INFORMATION GIVEN:
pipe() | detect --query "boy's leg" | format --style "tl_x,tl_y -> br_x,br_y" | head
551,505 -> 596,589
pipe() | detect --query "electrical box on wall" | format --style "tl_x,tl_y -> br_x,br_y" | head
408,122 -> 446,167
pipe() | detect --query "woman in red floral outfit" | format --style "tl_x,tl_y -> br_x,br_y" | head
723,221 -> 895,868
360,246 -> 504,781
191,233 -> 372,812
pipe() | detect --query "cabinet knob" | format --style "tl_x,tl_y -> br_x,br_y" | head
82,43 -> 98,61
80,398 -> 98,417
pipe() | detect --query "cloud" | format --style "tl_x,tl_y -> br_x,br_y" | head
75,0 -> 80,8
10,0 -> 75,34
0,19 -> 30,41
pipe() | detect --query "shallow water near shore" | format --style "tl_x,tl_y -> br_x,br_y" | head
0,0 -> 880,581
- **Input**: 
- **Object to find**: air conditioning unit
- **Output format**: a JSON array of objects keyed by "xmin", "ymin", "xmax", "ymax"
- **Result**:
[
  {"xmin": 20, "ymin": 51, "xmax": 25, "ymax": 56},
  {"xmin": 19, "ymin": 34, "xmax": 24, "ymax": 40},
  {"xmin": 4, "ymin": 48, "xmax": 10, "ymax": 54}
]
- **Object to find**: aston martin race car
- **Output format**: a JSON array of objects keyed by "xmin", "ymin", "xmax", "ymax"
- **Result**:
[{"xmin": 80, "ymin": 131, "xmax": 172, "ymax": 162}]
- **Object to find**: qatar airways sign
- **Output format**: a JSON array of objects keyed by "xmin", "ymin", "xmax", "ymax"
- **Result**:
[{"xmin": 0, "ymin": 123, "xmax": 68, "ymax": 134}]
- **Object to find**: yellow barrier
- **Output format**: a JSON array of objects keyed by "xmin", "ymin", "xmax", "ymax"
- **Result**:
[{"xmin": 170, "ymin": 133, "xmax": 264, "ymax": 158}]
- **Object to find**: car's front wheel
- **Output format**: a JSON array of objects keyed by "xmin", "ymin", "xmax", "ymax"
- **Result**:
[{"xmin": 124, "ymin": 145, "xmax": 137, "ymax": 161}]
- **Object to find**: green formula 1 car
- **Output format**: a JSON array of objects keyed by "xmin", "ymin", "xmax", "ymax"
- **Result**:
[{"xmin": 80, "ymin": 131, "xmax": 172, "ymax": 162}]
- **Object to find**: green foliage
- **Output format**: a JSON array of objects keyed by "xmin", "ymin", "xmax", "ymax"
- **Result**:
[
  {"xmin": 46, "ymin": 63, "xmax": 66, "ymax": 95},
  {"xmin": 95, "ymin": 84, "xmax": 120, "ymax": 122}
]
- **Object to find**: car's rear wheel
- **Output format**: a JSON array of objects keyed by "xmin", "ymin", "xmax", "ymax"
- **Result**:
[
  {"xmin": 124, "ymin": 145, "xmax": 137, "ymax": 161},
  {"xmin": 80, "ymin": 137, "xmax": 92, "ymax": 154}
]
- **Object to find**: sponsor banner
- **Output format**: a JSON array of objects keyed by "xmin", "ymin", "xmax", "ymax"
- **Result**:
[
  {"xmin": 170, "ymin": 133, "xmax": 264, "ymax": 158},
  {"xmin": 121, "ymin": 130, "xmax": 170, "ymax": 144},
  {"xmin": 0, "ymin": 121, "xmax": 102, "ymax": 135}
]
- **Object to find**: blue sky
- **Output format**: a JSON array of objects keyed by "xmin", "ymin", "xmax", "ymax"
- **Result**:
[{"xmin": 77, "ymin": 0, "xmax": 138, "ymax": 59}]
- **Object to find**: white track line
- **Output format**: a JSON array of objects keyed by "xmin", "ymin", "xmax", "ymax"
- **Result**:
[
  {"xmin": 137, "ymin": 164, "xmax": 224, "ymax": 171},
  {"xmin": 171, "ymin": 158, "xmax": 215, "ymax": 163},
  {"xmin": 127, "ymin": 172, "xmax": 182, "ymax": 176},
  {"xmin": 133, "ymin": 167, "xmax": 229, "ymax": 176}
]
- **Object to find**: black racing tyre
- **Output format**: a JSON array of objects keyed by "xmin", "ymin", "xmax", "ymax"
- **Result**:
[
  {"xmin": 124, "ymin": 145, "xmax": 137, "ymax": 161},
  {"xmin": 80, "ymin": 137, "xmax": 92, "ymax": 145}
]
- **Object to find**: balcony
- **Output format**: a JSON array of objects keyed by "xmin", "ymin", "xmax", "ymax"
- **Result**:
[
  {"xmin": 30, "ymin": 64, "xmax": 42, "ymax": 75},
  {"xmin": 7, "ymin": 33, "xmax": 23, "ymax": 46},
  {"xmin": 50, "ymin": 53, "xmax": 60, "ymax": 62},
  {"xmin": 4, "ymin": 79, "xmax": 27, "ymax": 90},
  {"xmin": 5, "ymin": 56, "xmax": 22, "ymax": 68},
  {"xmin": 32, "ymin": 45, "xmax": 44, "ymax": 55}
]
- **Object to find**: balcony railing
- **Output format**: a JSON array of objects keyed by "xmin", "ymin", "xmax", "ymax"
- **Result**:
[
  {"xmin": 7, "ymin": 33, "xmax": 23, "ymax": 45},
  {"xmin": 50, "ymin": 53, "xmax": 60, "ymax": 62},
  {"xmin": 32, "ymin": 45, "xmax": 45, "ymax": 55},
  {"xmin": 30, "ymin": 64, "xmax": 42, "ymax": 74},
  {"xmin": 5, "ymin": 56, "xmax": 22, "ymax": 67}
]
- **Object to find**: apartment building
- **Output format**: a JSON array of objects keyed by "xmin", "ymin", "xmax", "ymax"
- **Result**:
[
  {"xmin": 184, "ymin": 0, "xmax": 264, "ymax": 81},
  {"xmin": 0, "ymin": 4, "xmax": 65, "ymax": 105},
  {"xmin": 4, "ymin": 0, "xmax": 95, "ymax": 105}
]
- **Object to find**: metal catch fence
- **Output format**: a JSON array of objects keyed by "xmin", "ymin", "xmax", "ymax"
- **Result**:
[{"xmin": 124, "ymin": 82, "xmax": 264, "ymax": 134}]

TO BE DONE:
Each record above must be given again exactly.

RESULT:
pipe() | detect --query "boy's leg" | format --style "tl_x,tl_y -> br_x,br_y" | head
551,505 -> 596,589
pipe() | detect --query "electrical box on wall" | format --style "tl_x,tl_y -> br_x,br_y" | head
408,122 -> 446,167
pipe() | detect --query "woman in red floral outfit" | format --style "tl_x,tl_y -> br_x,br_y" | head
723,221 -> 895,868
360,246 -> 504,781
191,233 -> 372,812
pipe() | detect --query "cabinet knob" | format --style "tl_x,tl_y -> br_x,br_y" | head
82,43 -> 98,61
80,398 -> 98,417
pipe() | detect --query "cloud" | format --style "tl_x,tl_y -> br_x,br_y" | head
75,0 -> 80,8
10,0 -> 75,34
0,19 -> 30,41
pipe() | detect --query "shallow water near shore" | format --style "tl_x,tl_y -> br_x,br_y" | head
0,0 -> 880,581
- **Input**: 
- **Object to find**: air conditioning unit
- **Output format**: a JSON array of objects keyed by "xmin", "ymin", "xmax", "ymax"
- **Result**:
[
  {"xmin": 20, "ymin": 51, "xmax": 25, "ymax": 56},
  {"xmin": 19, "ymin": 34, "xmax": 24, "ymax": 40},
  {"xmin": 4, "ymin": 48, "xmax": 10, "ymax": 54}
]
- **Object to find**: aston martin race car
- **Output format**: a JSON array of objects keyed by "xmin", "ymin", "xmax", "ymax"
- **Result**:
[{"xmin": 80, "ymin": 131, "xmax": 172, "ymax": 162}]
- **Object to find**: qatar airways sign
- **Output format**: a JSON array of objects keyed by "xmin", "ymin", "xmax", "ymax"
- **Result**:
[{"xmin": 0, "ymin": 123, "xmax": 68, "ymax": 134}]
- **Object to find**: yellow barrier
- **Output format**: a JSON array of objects keyed by "xmin", "ymin", "xmax", "ymax"
- **Result**:
[{"xmin": 170, "ymin": 133, "xmax": 264, "ymax": 158}]
- **Object to find**: car's front wheel
- **Output format**: a JSON array of objects keyed by "xmin", "ymin", "xmax", "ymax"
- **Result**:
[{"xmin": 124, "ymin": 145, "xmax": 137, "ymax": 161}]
- **Object to find**: green formula 1 car
- **Output format**: a JSON array of objects keyed by "xmin", "ymin", "xmax", "ymax"
- **Result**:
[{"xmin": 80, "ymin": 131, "xmax": 172, "ymax": 162}]
- **Object to find**: green foliage
- **Output format**: a JSON array of objects keyed by "xmin", "ymin", "xmax", "ymax"
- **Result**:
[
  {"xmin": 46, "ymin": 63, "xmax": 66, "ymax": 95},
  {"xmin": 95, "ymin": 84, "xmax": 120, "ymax": 122}
]
- **Object to find**: car's rear wheel
- **Output format**: a JSON array of objects keyed by "xmin", "ymin", "xmax", "ymax"
- **Result**:
[
  {"xmin": 124, "ymin": 145, "xmax": 137, "ymax": 161},
  {"xmin": 80, "ymin": 137, "xmax": 92, "ymax": 154}
]
- **Object to find**: sponsor banner
- **Output format**: a JSON array of objects keyed by "xmin", "ymin", "xmax", "ymax"
- **Result**:
[
  {"xmin": 170, "ymin": 133, "xmax": 264, "ymax": 158},
  {"xmin": 121, "ymin": 130, "xmax": 170, "ymax": 144},
  {"xmin": 0, "ymin": 121, "xmax": 102, "ymax": 135}
]
- **Object to find**: blue sky
- **Output format**: a JSON array of objects keyed by "xmin", "ymin", "xmax", "ymax"
- **Result**:
[{"xmin": 77, "ymin": 0, "xmax": 138, "ymax": 59}]
- **Object to find**: white track line
- **Output format**: a JSON array of objects keyed by "xmin", "ymin", "xmax", "ymax"
- **Result**:
[
  {"xmin": 137, "ymin": 164, "xmax": 224, "ymax": 171},
  {"xmin": 171, "ymin": 158, "xmax": 215, "ymax": 163},
  {"xmin": 127, "ymin": 172, "xmax": 182, "ymax": 176},
  {"xmin": 133, "ymin": 167, "xmax": 229, "ymax": 176}
]
- **Object to find**: black racing tyre
- **Output format**: a JSON array of objects keyed by "xmin", "ymin", "xmax", "ymax"
- **Result**:
[
  {"xmin": 124, "ymin": 145, "xmax": 137, "ymax": 161},
  {"xmin": 80, "ymin": 137, "xmax": 92, "ymax": 145}
]
- **Object to find**: balcony
- **Output format**: a JSON array of objects keyed by "xmin", "ymin", "xmax", "ymax"
- **Result**:
[
  {"xmin": 30, "ymin": 64, "xmax": 42, "ymax": 75},
  {"xmin": 7, "ymin": 33, "xmax": 23, "ymax": 46},
  {"xmin": 50, "ymin": 53, "xmax": 60, "ymax": 62},
  {"xmin": 4, "ymin": 79, "xmax": 27, "ymax": 90},
  {"xmin": 5, "ymin": 56, "xmax": 22, "ymax": 68},
  {"xmin": 32, "ymin": 45, "xmax": 44, "ymax": 55}
]
- **Object to find**: balcony railing
- **Output format**: a JSON array of objects keyed by "xmin", "ymin", "xmax", "ymax"
- **Result**:
[
  {"xmin": 7, "ymin": 33, "xmax": 23, "ymax": 45},
  {"xmin": 50, "ymin": 53, "xmax": 60, "ymax": 62},
  {"xmin": 32, "ymin": 45, "xmax": 45, "ymax": 55},
  {"xmin": 30, "ymin": 64, "xmax": 42, "ymax": 74},
  {"xmin": 5, "ymin": 56, "xmax": 22, "ymax": 67}
]
- **Object to find**: apartment building
- **Output format**: a JSON array of objects keyed by "xmin", "ymin", "xmax", "ymax"
- **Result**:
[
  {"xmin": 184, "ymin": 0, "xmax": 264, "ymax": 81},
  {"xmin": 0, "ymin": 4, "xmax": 65, "ymax": 105},
  {"xmin": 4, "ymin": 0, "xmax": 95, "ymax": 105}
]
- **Object to find**: metal catch fence
- **Output format**: a JSON array of objects keyed by "xmin", "ymin", "xmax", "ymax"
- **Result**:
[{"xmin": 124, "ymin": 82, "xmax": 264, "ymax": 134}]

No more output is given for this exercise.